[Task to carry out]: Report back each line of the data that contains the word "like".

⟨

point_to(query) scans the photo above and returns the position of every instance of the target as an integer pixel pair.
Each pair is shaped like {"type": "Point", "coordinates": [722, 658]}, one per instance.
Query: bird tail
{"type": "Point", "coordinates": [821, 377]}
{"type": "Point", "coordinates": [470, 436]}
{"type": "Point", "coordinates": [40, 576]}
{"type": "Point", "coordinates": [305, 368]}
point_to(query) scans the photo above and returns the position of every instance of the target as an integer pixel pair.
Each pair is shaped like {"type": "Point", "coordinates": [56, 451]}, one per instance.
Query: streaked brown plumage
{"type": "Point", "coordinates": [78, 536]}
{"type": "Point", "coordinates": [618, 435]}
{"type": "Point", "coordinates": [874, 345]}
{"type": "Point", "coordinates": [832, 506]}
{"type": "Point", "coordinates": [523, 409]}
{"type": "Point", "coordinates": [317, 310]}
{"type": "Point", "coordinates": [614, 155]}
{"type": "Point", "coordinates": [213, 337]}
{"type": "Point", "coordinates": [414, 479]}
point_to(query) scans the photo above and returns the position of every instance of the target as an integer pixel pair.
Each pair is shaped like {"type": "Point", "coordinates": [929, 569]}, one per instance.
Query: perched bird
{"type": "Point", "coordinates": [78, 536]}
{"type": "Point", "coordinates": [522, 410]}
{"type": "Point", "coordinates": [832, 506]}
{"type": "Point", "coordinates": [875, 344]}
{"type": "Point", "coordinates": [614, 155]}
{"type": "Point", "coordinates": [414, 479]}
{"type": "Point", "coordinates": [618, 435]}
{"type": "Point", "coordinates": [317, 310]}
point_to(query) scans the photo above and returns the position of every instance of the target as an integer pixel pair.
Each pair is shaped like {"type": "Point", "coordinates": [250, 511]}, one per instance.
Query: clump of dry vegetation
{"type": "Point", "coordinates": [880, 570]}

⟩

[Result for this task]:
Each pair is shaped like {"type": "Point", "coordinates": [722, 658]}, one per instance.
Each pair is shaped like {"type": "Point", "coordinates": [56, 451]}, one per instance.
Each pair is shaped like {"type": "Point", "coordinates": [929, 569]}, one per instance.
Each pair is shaped like {"type": "Point", "coordinates": [250, 511]}, one per instance.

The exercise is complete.